→ **Tasks to carry out**
a – In the passage on market cycles, in what year did the great bear market in interest rates begin, and how long did it last?
b – Repeat the part of the market-cycles passage that starts at the words "He goes on (and" and stops after "Growth never returned.".

He doesn’t try and forecast or wait for the bottom to start buying or the top to start selling. Instead, he makes his investment decision based on a combination of valuations and investor behavior. Like Warren Buffett, he’s greedy when others are fearful and fearful when others are greedy. He’s both a true contrarian and a value investor.

His timing is also often lousy. He recants in his book that he raised capital for his leveraged loan fund immediately following Lehman’s collapse in September of 2008 when prices were close to 88 only to have to go back again to raise money when they subsequently collapsed to near 70 (p. 130). He acknowledges that no one, including himself, knows for sure what the future holds. All he does is try to increase his odds.

He goes on (and on) proclaiming that “In the end, trees don’t grow to the sky, and few things go to zero. Rather, most phenomena turn out to be cyclical.” (p.34) “Most” is the keyword. But the Giant Redwoods of Northern California grow awfully high and plenty of individual stocks go to zero.  He offers Xerox as an example of one of the leaders of “Nifty Fifty”, a group of fast-growing stocks in the late 1960s that analysts and fund managers touted as invincible and untethered to common valuation measures. He then shares Xerox’s metamorphosis into a value stock by October of 2002 when it “returned to profitability sooner than expected.” (p281).  As can often be the case with value stocks, Xerox’s price, earnings per share and P/E ratio have been largely flat since. Growth never returned.

Bond yields can also go to zero. Switzerland’s 10-year treasury rate is negative 0.5%!  James Grant in Barron’s recently stated: “Humans eat, sleep, and extrapolate.” He then goes on to add, “In [interest] rates, it actually tends to work.” The great bear market in interest rates started in 1946 and lasted 35 years. The current great bull market in interest rates appears to be regaining steam again in year 38. Maybe things are actually different now.  Those may be the most dangerous words in finance, but that doesn’t mean they are always wrong.

What’s Happened to Value Stocks?

→ **Material supplied**
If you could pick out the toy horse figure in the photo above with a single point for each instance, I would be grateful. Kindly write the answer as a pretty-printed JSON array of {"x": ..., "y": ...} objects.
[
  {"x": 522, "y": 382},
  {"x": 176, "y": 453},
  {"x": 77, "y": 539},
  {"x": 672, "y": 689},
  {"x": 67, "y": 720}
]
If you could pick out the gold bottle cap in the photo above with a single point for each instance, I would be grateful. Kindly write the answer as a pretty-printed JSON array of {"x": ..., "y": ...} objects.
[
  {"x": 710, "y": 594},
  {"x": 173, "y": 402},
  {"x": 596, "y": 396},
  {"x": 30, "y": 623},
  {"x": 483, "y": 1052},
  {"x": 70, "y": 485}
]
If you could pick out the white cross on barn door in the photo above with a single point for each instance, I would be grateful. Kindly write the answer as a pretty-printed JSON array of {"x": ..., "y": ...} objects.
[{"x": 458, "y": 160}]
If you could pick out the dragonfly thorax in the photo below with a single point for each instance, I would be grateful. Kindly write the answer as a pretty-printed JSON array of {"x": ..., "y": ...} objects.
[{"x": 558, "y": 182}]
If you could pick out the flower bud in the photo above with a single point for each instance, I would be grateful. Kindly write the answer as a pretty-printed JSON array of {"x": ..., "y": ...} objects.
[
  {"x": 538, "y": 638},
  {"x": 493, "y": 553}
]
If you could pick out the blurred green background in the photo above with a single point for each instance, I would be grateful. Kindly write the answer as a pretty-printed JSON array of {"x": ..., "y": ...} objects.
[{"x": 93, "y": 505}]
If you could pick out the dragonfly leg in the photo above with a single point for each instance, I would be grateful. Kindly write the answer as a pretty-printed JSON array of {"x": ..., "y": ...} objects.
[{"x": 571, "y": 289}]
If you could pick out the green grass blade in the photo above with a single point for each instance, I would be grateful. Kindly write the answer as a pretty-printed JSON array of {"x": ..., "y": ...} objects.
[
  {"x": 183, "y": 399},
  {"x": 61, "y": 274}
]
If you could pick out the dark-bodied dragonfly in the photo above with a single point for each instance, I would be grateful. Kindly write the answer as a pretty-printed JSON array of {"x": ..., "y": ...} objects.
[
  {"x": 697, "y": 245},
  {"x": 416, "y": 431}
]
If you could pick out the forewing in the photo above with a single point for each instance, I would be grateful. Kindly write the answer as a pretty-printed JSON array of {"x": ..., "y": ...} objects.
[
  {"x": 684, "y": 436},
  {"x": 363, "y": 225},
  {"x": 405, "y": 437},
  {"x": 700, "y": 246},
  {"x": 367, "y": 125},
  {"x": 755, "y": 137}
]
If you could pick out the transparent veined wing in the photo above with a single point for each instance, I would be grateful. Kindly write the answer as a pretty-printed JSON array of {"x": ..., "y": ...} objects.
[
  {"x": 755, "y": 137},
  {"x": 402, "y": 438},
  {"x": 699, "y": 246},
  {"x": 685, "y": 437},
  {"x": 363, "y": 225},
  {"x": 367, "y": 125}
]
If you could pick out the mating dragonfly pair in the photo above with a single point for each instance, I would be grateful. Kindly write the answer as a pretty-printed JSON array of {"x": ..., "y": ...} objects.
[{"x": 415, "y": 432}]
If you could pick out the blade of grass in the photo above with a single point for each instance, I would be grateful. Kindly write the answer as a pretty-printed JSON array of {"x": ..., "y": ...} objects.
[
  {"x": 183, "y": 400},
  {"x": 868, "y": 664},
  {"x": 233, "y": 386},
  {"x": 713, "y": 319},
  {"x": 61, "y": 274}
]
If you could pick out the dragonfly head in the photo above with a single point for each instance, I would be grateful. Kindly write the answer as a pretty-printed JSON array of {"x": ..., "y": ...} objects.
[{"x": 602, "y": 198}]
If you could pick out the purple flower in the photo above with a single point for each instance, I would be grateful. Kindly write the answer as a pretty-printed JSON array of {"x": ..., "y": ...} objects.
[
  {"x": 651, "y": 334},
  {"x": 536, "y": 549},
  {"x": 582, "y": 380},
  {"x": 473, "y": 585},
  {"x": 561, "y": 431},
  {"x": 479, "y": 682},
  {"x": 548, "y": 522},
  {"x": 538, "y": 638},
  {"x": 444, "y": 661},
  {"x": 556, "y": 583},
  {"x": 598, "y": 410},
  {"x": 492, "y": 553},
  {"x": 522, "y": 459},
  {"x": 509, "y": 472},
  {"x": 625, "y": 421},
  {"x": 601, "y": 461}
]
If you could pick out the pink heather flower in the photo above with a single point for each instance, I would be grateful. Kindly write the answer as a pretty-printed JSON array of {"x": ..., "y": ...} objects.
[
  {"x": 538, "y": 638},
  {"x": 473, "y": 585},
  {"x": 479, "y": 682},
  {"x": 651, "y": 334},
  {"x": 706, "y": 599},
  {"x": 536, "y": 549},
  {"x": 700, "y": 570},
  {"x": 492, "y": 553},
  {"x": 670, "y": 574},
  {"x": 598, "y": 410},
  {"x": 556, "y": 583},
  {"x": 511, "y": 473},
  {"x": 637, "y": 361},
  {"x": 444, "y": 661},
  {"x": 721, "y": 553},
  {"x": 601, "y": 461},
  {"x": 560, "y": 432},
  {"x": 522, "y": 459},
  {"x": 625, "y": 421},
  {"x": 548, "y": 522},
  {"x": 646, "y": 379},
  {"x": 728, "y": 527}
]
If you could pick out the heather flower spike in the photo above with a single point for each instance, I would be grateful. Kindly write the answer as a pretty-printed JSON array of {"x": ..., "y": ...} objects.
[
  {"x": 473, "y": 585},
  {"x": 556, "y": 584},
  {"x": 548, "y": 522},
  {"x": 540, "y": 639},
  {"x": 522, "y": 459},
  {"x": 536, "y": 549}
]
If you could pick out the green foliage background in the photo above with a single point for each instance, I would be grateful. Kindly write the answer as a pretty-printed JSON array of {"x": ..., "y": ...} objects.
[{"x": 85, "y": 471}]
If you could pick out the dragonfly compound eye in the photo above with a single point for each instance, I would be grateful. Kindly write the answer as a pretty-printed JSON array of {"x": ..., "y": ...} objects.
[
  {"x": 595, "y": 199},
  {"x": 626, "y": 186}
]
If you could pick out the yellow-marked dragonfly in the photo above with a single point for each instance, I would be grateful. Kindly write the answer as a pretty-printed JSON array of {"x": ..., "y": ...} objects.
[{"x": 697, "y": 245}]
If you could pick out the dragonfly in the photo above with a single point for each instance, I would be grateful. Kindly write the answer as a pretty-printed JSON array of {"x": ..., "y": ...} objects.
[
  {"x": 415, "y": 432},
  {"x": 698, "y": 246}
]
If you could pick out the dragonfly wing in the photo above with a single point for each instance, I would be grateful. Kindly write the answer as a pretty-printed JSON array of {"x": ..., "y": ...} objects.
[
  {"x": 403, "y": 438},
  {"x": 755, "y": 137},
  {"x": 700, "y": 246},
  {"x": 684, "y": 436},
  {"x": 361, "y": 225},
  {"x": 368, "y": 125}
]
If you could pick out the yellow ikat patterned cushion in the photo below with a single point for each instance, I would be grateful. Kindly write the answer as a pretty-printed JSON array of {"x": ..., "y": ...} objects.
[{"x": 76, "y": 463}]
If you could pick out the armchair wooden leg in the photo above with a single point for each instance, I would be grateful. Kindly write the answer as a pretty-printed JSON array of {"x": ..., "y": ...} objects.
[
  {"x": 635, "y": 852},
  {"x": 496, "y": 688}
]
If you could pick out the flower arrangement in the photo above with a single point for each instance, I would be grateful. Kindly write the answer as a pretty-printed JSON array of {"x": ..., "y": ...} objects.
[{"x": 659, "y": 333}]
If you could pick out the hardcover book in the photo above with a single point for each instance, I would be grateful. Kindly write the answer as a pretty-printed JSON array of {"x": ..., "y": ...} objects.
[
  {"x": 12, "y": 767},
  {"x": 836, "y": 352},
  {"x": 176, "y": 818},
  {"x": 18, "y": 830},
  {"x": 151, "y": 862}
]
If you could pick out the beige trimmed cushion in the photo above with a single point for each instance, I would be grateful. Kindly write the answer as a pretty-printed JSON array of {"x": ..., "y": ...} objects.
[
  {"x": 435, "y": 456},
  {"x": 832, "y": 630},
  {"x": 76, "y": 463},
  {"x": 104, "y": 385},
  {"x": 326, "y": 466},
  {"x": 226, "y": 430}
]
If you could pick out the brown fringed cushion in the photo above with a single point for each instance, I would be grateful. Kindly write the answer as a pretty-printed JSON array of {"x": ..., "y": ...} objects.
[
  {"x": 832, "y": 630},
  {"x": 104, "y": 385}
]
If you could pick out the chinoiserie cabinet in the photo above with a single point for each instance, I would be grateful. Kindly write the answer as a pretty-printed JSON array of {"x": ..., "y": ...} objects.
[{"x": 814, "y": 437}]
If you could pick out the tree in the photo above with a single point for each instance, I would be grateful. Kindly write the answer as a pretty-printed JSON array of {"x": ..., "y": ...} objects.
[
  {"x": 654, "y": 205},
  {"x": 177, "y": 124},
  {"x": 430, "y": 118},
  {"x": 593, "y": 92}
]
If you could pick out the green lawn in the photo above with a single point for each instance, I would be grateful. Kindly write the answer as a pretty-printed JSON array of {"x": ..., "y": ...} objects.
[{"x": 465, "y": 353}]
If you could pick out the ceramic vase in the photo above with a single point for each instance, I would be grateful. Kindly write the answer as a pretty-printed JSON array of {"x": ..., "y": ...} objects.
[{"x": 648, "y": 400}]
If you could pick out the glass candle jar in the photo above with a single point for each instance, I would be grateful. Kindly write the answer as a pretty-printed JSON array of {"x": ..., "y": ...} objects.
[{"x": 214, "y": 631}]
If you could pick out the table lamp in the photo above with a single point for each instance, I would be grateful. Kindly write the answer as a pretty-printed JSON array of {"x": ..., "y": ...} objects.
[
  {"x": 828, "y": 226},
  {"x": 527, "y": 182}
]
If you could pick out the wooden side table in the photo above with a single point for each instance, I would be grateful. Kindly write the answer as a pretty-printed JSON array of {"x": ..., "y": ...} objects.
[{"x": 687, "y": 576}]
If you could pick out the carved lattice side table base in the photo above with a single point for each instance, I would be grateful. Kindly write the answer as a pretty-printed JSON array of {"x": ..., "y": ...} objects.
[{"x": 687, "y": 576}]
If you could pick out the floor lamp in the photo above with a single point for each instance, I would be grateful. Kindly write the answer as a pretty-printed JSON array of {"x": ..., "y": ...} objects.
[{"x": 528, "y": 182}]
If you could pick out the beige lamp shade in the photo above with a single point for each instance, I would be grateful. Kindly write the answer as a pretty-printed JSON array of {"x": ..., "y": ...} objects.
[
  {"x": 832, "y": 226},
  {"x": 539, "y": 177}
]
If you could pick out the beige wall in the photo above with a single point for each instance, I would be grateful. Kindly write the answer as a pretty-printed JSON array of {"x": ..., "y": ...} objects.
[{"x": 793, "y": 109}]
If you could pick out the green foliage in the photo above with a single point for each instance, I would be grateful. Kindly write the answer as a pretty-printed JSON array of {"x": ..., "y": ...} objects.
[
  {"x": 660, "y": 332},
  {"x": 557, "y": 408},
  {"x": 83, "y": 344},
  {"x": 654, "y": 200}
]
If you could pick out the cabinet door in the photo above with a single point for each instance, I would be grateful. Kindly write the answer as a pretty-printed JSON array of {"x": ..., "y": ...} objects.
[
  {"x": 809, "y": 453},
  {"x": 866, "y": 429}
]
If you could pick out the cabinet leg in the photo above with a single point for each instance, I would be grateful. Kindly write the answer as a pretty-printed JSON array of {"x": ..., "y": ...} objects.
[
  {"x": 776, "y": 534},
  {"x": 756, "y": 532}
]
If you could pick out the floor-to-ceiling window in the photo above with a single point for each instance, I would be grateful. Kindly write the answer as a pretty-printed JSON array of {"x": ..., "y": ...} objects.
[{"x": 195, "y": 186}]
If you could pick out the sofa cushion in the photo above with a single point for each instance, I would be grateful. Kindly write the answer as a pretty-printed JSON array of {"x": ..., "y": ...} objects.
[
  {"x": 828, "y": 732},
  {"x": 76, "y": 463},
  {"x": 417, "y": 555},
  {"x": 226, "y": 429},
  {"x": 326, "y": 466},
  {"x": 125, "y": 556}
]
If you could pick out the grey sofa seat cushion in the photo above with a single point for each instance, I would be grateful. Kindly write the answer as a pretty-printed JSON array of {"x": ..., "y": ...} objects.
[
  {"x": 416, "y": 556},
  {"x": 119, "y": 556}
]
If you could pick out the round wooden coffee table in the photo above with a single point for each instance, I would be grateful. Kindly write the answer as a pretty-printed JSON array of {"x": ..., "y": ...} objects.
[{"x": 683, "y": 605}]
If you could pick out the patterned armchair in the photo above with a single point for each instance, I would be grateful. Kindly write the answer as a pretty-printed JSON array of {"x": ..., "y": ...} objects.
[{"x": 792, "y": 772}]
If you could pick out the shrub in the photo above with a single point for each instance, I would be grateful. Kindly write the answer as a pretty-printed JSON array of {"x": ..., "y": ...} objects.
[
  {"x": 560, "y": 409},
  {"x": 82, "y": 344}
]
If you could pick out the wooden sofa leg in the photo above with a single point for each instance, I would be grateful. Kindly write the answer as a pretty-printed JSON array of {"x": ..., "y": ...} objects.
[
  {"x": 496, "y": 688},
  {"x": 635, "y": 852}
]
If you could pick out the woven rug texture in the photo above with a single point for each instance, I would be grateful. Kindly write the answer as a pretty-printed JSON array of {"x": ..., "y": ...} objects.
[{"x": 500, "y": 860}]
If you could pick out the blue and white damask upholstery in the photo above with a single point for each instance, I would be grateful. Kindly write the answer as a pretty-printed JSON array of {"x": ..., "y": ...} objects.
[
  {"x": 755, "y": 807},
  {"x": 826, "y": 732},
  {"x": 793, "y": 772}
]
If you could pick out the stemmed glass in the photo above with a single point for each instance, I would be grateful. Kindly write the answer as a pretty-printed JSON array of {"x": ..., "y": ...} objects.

→ **Answers for the tasks**
a – It began in 1946 and lasted 35 years.

b –
He goes on (and on) proclaiming that “In the end, trees don’t grow to the sky, and few things go to zero. Rather, most phenomena turn out to be cyclical.” (p.34) “Most” is the keyword. But the Giant Redwoods of Northern California grow awfully high and plenty of individual stocks go to zero.  He offers Xerox as an example of one of the leaders of “Nifty Fifty”, a group of fast-growing stocks in the late 1960s that analysts and fund managers touted as invincible and untethered to common valuation measures. He then shares Xerox’s metamorphosis into a value stock by October of 2002 when it “returned to profitability sooner than expected.” (p281).  As can often be the case with value stocks, Xerox’s price, earnings per share and P/E ratio have been largely flat since. Growth never returned.